- _Trecho selecionado_

______

Enquanto muitas empresas lutam para ficar com o nariz fora d’água e os trabalhadores penam para pagar suas contas no fim do mês, os lucros dos bancos não param de aumentar, mesmo em tempos de crise, como a que vivemos hoje. Qual o segredo, além de terem um ministro da Economia ligado ao mercado financeiro sempre prestativo quando se trata de facilitar a vida de seus pares? O segredo é, como dizia Adam Smith, colher onde não plantaram, sugando o máximo que puderem desse elemento vital que gira no contra fluxo do trabalho produtivo, lubrificando as trocas e definindo os direitos de cada um sobre tudo que é produzido, o dinheiro.
O dinheiro impresso, também chamado de moeda manual, não vai desaparecer tão cedo, mas seu uso está cada vez mais restrito. Seja por razões de segurança, seja pela praticidade e conveniência, hoje em dia, a moeda eletrônica, o chamado “dinheiro de plástico”, está se tornando dominante. Coisa impensável há poucos anos, até os vendedores de rua andam munidos das famosas maquininhas para receber os pagamentos em cartão dos clientes. Mas como tudo nesse nebuloso mundo do dinheiro, que encobre com uma capa de mistério a intrincada teia de relações sociais que comanda a produção de riquezas, essa nova forma de pagamento, se deixada sem controle, vira uma guerra entre comerciantes, bancos e operadoras de cartões, onde a vítima fatalmente será o consumidor.
O sistema por trás dessa operação singela de usar o cartão de débito para pagar um pastel ou um caldo de cana na feira é muito mais complexo do que se imagina e envolve tantos agentes, todos querendo ganhar algum dinheiro na operação, que além de pagar pelo pastel, o consumidor final também paga para pagar o pastel.
Entre as duas pontas de uma transação comercial, ou seja, o comerciante e o comprador, forma-se uma intrincada rede de operações e agentes toda vez que o pagamento é feito via cartão de débito ou crédito. Há, basicamente, três intervenientes na operação. Primeiro temos a empresa que fornece a maquininha ou a plataforma de transferência eletrônica de fundos (TEF) para o comerciante. Na linguagem técnica, esse agente é chamado de adquirente ou subadquirente. As adquirentes, também chamadas de operadoras de cartão, são responsáveis por processar as transações com cartões e liquidar para o lojista o valor da venda descontado do MDR (Merchant Discount Rate, a “taxa do cartão”). Exemplos de adquirente são a Rede, Cielo, GetNet, e Elavon.

______

- _Exercício proposto A_
Edite a passagem do texto sobre os lucros dos bancos que vai de "Enquanto muitas empresas" até "produzido, o dinheiro.", trocando "ministro da Economia" por "ministro da Fazenda".
- _Exercício proposto B_
Responda com base no texto sobre os lucros dos bancos:
(i) Que outro nome recebe o dinheiro impresso?
(ii) Na linguagem técnica, como se chama a empresa que fornece a maquininha ou a plataforma de TEF ao comerciante?
(iii) O que significa a sigla MDR?
- _Exercício proposto C_
Como o texto sobre os lucros dos bancos poderia prosseguir? Escreva a continuação a partir do ponto em que ele termina.

______

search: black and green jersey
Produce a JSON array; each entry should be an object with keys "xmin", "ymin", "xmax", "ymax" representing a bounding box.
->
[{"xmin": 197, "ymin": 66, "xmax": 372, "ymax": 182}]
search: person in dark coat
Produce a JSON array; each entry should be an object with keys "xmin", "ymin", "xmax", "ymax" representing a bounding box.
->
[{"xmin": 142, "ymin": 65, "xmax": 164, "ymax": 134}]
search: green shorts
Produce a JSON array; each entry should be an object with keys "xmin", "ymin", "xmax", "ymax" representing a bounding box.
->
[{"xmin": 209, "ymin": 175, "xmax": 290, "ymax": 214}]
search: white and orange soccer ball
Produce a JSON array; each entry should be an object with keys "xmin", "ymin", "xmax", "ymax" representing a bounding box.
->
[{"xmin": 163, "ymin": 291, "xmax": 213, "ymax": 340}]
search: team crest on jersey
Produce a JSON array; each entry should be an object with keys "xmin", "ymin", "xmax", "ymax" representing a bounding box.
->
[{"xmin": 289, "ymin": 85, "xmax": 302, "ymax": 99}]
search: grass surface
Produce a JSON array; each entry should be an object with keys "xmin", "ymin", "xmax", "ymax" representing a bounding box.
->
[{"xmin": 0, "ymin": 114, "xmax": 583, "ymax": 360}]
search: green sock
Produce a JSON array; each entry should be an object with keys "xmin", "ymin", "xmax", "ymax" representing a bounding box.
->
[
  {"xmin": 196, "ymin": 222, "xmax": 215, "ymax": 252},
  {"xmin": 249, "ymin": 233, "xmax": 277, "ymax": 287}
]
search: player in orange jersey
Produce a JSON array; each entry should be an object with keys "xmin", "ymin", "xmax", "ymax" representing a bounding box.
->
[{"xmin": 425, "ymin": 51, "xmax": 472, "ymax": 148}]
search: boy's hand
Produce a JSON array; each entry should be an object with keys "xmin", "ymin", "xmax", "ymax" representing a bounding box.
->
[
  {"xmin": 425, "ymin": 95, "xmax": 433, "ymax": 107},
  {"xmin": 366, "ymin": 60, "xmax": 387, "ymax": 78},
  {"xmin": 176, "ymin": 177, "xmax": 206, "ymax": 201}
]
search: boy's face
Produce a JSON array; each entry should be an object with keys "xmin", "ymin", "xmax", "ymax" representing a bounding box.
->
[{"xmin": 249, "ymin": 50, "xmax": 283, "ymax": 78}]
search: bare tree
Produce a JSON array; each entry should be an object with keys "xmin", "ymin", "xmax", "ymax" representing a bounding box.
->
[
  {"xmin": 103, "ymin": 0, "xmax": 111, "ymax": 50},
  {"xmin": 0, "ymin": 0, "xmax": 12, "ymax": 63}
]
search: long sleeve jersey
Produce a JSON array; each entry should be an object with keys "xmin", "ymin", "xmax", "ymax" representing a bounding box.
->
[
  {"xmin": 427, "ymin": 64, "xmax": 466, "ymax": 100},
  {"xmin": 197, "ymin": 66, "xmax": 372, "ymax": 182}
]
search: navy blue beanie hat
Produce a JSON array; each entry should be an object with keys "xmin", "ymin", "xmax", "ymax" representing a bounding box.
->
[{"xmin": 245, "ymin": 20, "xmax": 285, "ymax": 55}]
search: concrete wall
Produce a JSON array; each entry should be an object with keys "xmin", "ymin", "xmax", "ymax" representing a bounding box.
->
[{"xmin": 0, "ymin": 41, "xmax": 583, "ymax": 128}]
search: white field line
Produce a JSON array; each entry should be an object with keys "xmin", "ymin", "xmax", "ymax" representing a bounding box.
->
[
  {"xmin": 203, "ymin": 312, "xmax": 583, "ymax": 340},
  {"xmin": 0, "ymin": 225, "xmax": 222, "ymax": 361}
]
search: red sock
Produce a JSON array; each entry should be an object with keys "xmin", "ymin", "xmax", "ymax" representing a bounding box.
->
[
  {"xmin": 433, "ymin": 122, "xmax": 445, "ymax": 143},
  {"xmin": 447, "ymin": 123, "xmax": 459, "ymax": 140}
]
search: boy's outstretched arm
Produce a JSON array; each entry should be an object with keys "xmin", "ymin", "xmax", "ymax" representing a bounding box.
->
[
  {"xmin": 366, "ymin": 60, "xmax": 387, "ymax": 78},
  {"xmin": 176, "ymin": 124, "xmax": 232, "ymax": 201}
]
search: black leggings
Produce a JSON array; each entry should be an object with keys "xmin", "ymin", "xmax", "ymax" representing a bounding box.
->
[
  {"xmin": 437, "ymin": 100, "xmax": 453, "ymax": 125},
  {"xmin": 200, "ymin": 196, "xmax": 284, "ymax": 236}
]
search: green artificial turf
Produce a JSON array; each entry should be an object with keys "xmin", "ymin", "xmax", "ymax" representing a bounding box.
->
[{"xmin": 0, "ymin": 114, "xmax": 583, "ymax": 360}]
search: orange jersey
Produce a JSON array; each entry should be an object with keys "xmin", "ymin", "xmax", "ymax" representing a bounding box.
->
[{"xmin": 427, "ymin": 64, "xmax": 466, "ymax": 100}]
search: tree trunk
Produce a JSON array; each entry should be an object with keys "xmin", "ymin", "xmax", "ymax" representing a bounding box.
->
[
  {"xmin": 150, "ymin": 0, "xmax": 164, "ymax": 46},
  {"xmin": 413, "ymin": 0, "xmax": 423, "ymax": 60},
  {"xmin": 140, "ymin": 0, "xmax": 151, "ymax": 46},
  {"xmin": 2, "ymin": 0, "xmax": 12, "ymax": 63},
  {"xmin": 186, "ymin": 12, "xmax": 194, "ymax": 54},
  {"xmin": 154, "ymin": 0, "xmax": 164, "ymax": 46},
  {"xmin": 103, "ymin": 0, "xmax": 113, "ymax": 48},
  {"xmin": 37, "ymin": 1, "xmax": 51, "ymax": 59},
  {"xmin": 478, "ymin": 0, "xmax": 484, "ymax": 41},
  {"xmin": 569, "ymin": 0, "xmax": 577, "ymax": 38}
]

______

- _Resposta esperada A_
Enquanto muitas empresas lutam para ficar com o nariz fora d’água e os trabalhadores penam para pagar suas contas no fim do mês, os lucros dos bancos não param de aumentar, mesmo em tempos de crise, como a que vivemos hoje. Qual o segredo, além de terem um ministro da Fazenda ligado ao mercado financeiro sempre prestativo quando se trata de facilitar a vida de seus pares? O segredo é, como dizia Adam Smith, colher onde não plantaram, sugando o máximo que puderem desse elemento vital que gira no contra fluxo do trabalho produtivo, lubrificando as trocas e definindo os direitos de cada um sobre tudo que é produzido, o dinheiro.

- _Resposta esperada B_
(i) Moeda manual.
(ii) Adquirente ou subadquirente.
(iii) Merchant Discount Rate, a "taxa do cartão".

- _Resposta esperada C_
As subadquirentes fazem o mesmo serviço dos adquirentes, porém não são autorizadas pela bandeira para fazer o processamento e liquidação das transações e precisam repassá-las para as adquirentes para completar a transação. PagSeguro, PayPal, Mercado Pago, por exemplo, são subadquirentes.
O segundo interveniente é dona da bandeira. Sua função é realizar a liquidação e processamento das transações. Nesse caso temos a Visa, Credicard, Amex, Elo etc. O terceiro interveniente é o banco, cuja função é captar o cliente, emitir do cartão, autorizar a transação e assumir o risco de crédito nas transações de cartão de crédito.
Quando um cliente paga uma compra com cartão, o vendedor recebe da operadora do cartão, que é a proprietária da maquininha ou do sistema TEF, o valor da compra, descontada a “taxa da cartão” ou MDR. Essa taxa do cartão ou MDR varia entre 1,4% e 2,5% no caso do pagamento com cartão de débito e entre 2,2% e 4,0%, no caso de pagamento com cartão de crédito. Essa taxa, por sua vez, é dividida em três componentes, que vão remunerar os três intervenientes no processo, ou seja, a empresa proprietária da maquininha, a dona bandeira e o banco.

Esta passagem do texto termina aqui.